◆ Travail demandé
Comptez les lignes des enregistrements qui contiennent la chaîne « plant », en respectant la casse. Donnez uniquement ce nombre.

◆ Enregistrements fournis
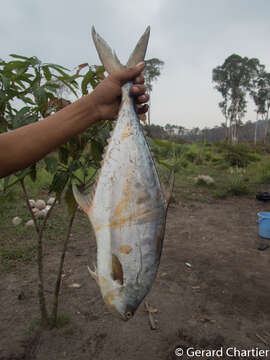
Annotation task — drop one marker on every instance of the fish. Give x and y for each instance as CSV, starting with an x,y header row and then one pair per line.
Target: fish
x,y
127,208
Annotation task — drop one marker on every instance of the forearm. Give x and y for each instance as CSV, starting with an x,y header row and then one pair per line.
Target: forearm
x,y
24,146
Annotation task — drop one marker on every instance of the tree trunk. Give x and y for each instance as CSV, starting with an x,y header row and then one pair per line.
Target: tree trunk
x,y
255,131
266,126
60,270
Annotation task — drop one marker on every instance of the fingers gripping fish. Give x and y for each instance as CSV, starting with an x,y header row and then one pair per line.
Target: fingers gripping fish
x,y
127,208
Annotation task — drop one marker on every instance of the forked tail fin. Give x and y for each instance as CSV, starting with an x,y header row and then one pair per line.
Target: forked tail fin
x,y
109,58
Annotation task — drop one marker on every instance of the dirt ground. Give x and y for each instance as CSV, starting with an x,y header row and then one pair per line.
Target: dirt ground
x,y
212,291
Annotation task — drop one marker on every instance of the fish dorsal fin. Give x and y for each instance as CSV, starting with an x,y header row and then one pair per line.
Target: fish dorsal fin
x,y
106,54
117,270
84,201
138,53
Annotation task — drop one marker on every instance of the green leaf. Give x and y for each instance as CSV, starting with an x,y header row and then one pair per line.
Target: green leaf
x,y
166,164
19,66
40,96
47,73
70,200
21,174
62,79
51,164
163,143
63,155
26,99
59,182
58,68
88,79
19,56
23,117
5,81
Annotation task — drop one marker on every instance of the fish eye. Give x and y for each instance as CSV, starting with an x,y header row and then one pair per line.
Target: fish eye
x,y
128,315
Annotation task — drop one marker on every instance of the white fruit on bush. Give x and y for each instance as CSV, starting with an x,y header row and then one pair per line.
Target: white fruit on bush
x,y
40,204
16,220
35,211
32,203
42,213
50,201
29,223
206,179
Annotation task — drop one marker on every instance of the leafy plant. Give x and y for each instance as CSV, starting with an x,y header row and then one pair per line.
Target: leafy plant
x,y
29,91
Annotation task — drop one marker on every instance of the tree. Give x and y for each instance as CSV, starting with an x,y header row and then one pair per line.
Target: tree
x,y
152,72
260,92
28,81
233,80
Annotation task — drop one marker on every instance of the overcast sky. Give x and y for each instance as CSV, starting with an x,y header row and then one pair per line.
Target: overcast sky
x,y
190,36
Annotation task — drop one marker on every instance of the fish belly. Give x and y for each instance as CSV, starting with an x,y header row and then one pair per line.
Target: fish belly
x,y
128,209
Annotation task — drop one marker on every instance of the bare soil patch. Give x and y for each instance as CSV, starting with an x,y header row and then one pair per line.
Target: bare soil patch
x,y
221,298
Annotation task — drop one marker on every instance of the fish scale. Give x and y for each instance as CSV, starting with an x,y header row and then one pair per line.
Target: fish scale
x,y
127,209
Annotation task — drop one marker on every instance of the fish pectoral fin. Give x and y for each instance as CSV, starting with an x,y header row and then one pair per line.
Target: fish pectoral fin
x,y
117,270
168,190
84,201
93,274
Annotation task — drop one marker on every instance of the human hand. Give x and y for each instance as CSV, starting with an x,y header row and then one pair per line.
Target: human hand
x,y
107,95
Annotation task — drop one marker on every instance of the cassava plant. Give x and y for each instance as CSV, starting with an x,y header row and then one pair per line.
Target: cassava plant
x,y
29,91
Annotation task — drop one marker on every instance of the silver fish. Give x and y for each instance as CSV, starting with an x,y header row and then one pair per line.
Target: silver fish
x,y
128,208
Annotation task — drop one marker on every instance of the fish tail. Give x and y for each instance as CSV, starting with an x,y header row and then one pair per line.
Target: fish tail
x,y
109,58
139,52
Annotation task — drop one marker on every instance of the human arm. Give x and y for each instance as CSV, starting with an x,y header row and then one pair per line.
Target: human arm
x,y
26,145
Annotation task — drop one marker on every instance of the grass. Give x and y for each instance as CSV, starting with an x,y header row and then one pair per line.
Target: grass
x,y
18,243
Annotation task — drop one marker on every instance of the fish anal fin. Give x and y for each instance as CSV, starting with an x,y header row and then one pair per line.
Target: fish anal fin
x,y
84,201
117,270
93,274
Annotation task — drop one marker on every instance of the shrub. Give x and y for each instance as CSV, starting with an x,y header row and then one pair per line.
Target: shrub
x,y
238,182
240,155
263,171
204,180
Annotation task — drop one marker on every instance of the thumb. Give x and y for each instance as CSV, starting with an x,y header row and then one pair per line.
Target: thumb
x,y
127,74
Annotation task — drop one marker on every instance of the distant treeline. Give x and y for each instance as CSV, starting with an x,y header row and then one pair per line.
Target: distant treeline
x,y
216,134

--

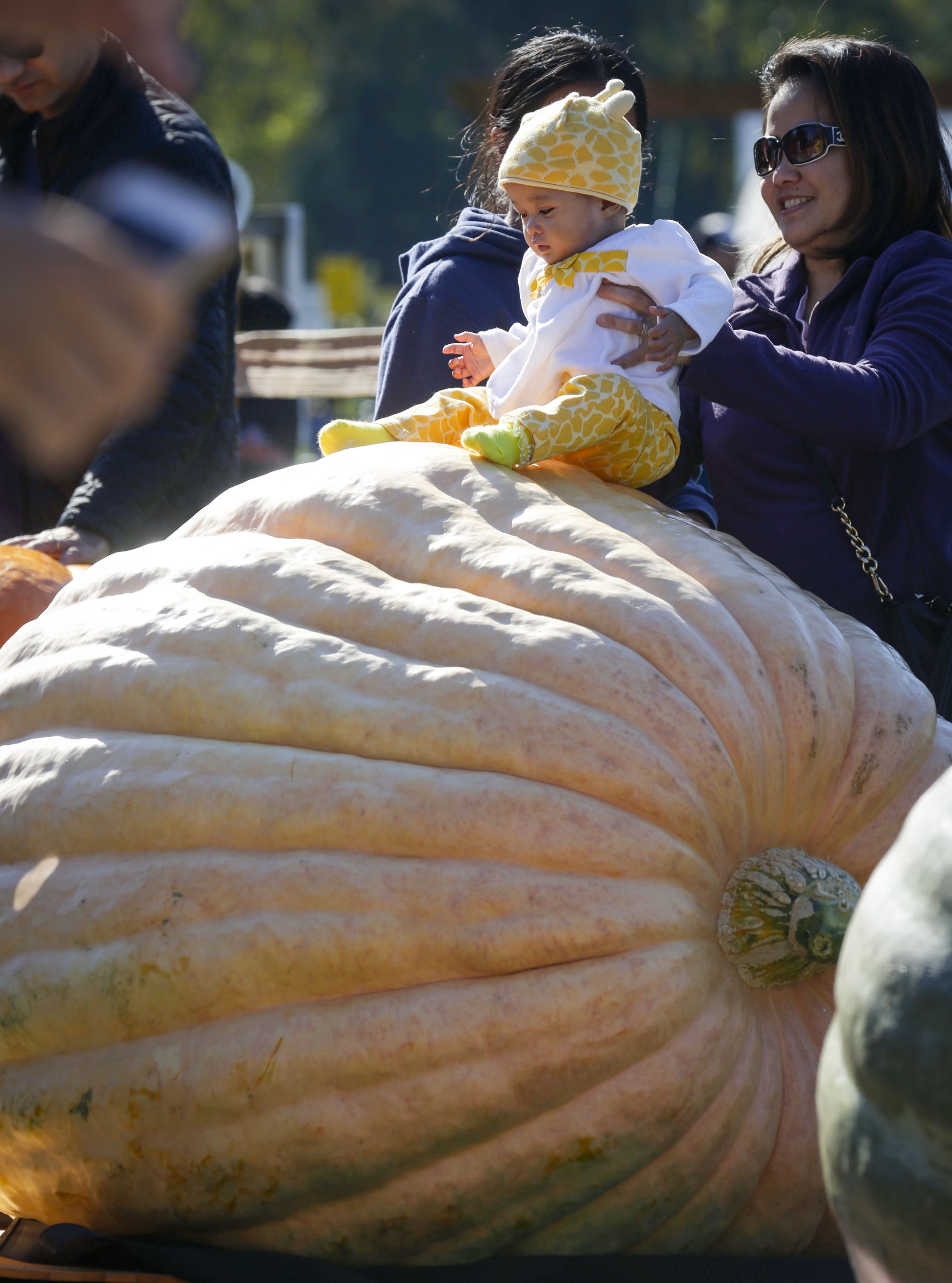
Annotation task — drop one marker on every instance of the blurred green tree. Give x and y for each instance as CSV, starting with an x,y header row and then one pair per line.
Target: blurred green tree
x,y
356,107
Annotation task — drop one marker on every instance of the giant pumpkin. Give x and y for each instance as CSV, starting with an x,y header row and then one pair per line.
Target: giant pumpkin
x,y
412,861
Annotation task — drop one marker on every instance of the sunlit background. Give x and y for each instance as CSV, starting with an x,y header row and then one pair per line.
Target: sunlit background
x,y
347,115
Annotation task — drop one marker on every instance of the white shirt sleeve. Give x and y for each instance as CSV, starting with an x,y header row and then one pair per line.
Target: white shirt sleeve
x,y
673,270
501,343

◆ Solution proposée
4